__TEXT__.
+ + + +

Colorado University Athletics

Hyncicova & Newman Take Their Sport Into The Biomechanics Lab

May 01, 2017 | Skiing

Much like the University of Colorado researcher Dr. Rodger Kram and his studies to help chase down the world first sub-2 hour marathon, CU’s Hyncicova and Newman initiate study they hope to be revolutionary in cross country skiing

BOULDER — Headlines leading up to last month's Boston Marathon surrounded the recent notion of shoe companies racing each other towards breaking a sub-2 hour marathon.
 
Sometime in May, in a road race on an Italian auto racing track, three top professional runners will wear Nike's new Zoom Vaporfly shoe. It is a shoe crafted from tests by University of Colorado post-doctoral researcher Wouter Hoogkamer in CU's applied biomechanics lab.
 
Breaking a sub-2 hour marathon would be celebrated as big of an accomplishment as Roger Bannister breaking the four-minute mile barrier in 1954.

+ + + +

__RECORDED DATA__.

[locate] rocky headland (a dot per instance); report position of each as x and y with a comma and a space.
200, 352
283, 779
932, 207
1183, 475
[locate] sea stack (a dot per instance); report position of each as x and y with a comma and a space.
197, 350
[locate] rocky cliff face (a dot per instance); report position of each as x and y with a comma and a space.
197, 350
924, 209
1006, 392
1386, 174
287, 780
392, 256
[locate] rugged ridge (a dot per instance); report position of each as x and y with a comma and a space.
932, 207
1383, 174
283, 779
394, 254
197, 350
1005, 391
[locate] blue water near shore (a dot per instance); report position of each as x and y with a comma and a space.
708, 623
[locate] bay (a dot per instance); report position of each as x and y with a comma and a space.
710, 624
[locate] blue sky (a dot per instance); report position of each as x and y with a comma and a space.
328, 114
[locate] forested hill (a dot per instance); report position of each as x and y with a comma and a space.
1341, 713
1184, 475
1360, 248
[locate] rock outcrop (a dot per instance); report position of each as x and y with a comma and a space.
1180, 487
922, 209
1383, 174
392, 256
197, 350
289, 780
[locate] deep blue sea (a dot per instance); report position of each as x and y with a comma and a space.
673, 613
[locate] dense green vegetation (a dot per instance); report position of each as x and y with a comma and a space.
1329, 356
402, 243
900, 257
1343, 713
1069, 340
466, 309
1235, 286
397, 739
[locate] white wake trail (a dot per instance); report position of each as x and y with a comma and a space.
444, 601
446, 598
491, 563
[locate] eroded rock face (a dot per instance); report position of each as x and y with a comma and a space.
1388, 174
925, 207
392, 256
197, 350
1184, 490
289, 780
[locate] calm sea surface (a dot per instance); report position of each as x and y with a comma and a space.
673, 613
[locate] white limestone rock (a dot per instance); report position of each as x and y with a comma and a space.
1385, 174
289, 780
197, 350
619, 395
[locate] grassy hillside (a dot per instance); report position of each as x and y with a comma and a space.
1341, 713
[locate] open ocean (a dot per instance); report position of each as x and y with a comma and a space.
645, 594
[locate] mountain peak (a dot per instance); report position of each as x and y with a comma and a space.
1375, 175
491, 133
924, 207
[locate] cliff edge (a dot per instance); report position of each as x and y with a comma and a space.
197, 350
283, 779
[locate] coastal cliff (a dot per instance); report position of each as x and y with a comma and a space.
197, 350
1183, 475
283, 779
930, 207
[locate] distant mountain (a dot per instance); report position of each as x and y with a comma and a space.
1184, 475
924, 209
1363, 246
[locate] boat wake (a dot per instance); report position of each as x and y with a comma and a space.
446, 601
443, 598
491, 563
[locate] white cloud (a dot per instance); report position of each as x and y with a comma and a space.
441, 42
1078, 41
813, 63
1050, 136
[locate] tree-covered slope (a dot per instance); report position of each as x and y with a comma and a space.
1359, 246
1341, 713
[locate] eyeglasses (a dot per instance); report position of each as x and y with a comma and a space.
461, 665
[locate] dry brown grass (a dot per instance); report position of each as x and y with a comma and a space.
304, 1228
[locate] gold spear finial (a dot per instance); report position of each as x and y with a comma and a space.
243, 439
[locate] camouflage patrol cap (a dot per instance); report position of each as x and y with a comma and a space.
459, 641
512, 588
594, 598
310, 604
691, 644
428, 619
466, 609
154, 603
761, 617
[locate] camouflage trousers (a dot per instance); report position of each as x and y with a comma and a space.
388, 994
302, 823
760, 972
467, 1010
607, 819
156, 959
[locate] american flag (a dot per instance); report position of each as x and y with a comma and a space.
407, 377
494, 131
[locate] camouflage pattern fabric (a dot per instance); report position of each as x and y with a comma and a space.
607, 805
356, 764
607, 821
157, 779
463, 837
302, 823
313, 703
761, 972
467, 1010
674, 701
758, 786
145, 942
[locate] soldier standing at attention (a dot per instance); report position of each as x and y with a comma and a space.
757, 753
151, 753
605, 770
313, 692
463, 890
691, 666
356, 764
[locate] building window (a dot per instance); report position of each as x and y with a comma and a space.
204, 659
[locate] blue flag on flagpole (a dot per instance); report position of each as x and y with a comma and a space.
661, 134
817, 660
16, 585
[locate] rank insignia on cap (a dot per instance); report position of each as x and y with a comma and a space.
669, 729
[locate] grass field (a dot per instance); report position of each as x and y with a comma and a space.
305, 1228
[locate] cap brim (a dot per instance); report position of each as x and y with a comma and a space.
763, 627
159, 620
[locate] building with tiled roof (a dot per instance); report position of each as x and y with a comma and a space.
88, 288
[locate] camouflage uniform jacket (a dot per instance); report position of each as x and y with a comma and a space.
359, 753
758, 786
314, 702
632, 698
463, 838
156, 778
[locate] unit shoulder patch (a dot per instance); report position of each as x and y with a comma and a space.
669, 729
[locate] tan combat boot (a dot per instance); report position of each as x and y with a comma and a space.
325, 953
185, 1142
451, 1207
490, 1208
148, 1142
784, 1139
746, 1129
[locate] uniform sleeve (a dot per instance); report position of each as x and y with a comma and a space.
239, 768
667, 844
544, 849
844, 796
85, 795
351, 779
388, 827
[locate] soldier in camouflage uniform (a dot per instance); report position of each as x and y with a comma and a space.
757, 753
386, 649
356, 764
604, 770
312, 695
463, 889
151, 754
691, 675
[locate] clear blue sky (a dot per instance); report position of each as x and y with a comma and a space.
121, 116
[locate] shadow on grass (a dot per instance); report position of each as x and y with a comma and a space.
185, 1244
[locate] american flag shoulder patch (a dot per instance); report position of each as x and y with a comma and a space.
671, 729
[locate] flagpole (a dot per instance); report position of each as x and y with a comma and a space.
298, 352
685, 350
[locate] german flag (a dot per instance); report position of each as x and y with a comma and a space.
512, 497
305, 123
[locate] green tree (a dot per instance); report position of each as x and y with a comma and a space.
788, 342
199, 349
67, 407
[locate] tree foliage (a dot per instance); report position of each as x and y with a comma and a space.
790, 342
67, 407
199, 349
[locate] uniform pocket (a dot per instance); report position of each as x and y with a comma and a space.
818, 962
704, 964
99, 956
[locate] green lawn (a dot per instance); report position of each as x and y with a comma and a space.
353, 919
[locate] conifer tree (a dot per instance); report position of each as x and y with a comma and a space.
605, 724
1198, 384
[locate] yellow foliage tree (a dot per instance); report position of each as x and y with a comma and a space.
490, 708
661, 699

+ + + +

__CHECK YOUR UNDERSTANDING__.
1. Do these statements agree with the biomechanics article? Answer yes or no for each, and quote the words that decide it: (a) The May race will be run on an Italian auto racing track. (b) Wouter Hoogkamer is a professor at the University of Colorado. (c) Five professional runners will wear the Zoom Vaporfly shoe.
2. Translate this sentence from the biomechanics article into Spanish: "It is a shoe crafted from tests by University of Colorado post-doctoral researcher Wouter Hoogkamer in CU's applied biomechanics lab."
3. Extract the passage of the biomechanics article that begins at the words "BOULDER — Headlines" and stops after "barrier in 1954.", copying it unchanged.
The entries have no connection to the biomechanics article.

__COMPLETED EXERCISE__.
1.
(a) Yes: "in a road race on an Italian auto racing track"
(b) No: "University of Colorado post-doctoral researcher Wouter Hoogkamer"
(c) No: "three top professional runners will wear Nike's new Zoom Vaporfly shoe"

2. Es una zapatilla elaborada a partir de pruebas realizadas por el investigador posdoctoral de la Universidad de Colorado Wouter Hoogkamer en el laboratorio de biomecánica aplicada de CU.

3.
BOULDER — Headlines leading up to last month's Boston Marathon surrounded the recent notion of shoe companies racing each other towards breaking a sub-2 hour marathon.
 
Sometime in May, in a road race on an Italian auto racing track, three top professional runners will wear Nike's new Zoom Vaporfly shoe. It is a shoe crafted from tests by University of Colorado post-doctoral researcher Wouter Hoogkamer in CU's applied biomechanics lab.
 
Breaking a sub-2 hour marathon would be celebrated as big of an accomplishment as Roger Bannister breaking the four-minute mile barrier in 1954.